## REQUIRED TASK
Reproduce every one of the records below word for word, leaving each line unchanged.

** Start MATERIAL **

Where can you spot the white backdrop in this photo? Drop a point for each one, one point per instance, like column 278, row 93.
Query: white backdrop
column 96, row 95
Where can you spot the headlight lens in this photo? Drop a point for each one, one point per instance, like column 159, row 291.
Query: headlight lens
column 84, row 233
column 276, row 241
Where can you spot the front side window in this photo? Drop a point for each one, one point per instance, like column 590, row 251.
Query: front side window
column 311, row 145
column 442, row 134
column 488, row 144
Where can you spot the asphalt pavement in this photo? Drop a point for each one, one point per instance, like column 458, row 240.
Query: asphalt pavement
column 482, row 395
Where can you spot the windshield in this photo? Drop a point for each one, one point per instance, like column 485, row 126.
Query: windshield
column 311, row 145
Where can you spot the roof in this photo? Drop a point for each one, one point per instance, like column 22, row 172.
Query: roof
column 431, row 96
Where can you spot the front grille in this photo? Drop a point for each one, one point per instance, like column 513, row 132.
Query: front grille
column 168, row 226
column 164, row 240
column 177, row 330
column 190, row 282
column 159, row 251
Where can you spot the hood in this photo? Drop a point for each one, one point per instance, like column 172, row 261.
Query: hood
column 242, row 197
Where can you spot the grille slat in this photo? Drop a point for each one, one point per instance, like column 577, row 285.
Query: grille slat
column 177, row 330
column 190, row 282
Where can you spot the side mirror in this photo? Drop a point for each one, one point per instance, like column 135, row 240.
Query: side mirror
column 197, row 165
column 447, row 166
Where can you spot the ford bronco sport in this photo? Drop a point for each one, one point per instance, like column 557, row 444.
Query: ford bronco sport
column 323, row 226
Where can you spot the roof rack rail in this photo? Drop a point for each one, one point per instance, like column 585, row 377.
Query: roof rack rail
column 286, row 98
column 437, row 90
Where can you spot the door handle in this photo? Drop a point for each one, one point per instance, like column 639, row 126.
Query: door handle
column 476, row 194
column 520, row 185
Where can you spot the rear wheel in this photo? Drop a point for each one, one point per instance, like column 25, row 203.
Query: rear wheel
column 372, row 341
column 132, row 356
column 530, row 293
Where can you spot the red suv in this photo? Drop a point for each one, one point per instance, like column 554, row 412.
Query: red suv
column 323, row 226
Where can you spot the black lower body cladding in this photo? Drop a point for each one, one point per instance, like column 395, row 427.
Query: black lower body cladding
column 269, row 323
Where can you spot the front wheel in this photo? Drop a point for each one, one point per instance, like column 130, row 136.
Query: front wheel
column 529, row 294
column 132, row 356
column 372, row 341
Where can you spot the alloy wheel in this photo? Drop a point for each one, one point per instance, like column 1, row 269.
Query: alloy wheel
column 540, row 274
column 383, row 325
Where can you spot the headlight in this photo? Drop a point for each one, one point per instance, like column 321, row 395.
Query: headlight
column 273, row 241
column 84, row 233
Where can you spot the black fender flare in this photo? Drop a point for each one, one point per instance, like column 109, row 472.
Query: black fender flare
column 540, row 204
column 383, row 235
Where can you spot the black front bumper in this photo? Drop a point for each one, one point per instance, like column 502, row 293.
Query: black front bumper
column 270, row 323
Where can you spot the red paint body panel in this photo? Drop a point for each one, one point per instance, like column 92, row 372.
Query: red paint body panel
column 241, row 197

** End MATERIAL **

## SOLUTION
Where can you spot the white backdrop in this photo? Drop a point for each one, one point per instance, like column 278, row 93.
Query: white backdrop
column 96, row 95
Where can you spot the headlight lens in this photo? Drop a point for each one, one point per instance, like column 159, row 291.
Query: headlight lens
column 84, row 233
column 276, row 241
Where can you spot the front side window in this photo? Drop a point for each one, one point per instance, like column 590, row 251.
Query: front side window
column 311, row 145
column 442, row 134
column 488, row 144
Where can you spot the asphalt pavement in this photo? Drop a point for each one, one point per instance, like column 458, row 240.
Query: asphalt pavement
column 482, row 395
Where can you spot the windshield in this photo? Drop a point for each one, one point per instance, like column 485, row 126.
Query: windshield
column 311, row 145
Where can you spot the roof in this photo? Drop a point for each one, one point per instance, like column 22, row 172.
Query: roof
column 431, row 96
Where can you spot the front grille in this photo? Drop a point for each one, one point per instance, like column 513, row 132.
Query: front grille
column 168, row 226
column 164, row 240
column 177, row 330
column 190, row 282
column 159, row 251
Where can you spot the hood in this photo? Drop a point for each one, one point per instance, like column 172, row 261.
Query: hood
column 242, row 197
Where can you spot the grille slat in this photo? Drop a point for each one, one point per instance, like column 577, row 285.
Query: grille slat
column 177, row 330
column 190, row 282
Where can you spot the side mirror in this photo? Drop a point for each one, one point per instance, like column 135, row 240.
Query: side mirror
column 197, row 165
column 447, row 166
Where can you spot the ford bronco sport in this photo? Drop a point for each one, one point per instance, like column 557, row 444.
Query: ford bronco sport
column 323, row 226
Where can you spot the roof rack rail in this photo? Drop a point for each one, one point per instance, like column 585, row 377.
Query: roof rack rail
column 286, row 98
column 437, row 90
Where can you spot the door handle in this photo? Drop a point for each one, one point per instance, like column 639, row 126.
Query: door handle
column 476, row 194
column 520, row 185
Where can you spot the rear wheel in this photo? Drop a point for each one, one point per instance, like column 25, row 203.
Query: rear wheel
column 372, row 341
column 132, row 356
column 530, row 293
Where can you spot the red suv in this photo? Drop a point for each one, one point per instance, like column 554, row 412.
Query: red suv
column 323, row 226
Where can you spot the black lower body cladding in this photo? Drop a point for each one, one point per instance, like column 395, row 427.
Query: black lower body cladding
column 269, row 323
Where can you spot the front wheel in this photo? Drop a point for each one, one point per instance, like column 130, row 136.
Query: front wheel
column 529, row 294
column 132, row 356
column 372, row 341
Where can you spot the alloy wheel in this photo? Drop a point for each one, one point per instance, like column 1, row 269.
Query: alloy wheel
column 540, row 274
column 383, row 325
Where can you spot the headlight in this photo? Drop a point for each one, one point per instance, like column 321, row 395.
Query: headlight
column 273, row 241
column 84, row 233
Where can you spot the black fender flare in this photo? Drop a point for each one, one point per instance, like column 109, row 472.
Query: black fender flare
column 540, row 204
column 383, row 235
Where can you spot the black front bumper in this photo? Drop a point for each one, one point per instance, like column 502, row 293.
Query: black front bumper
column 270, row 323
Where can you spot the red paint body panel in this photo? Drop a point for each one, one point per instance, like column 92, row 372.
Query: red paint body panel
column 241, row 197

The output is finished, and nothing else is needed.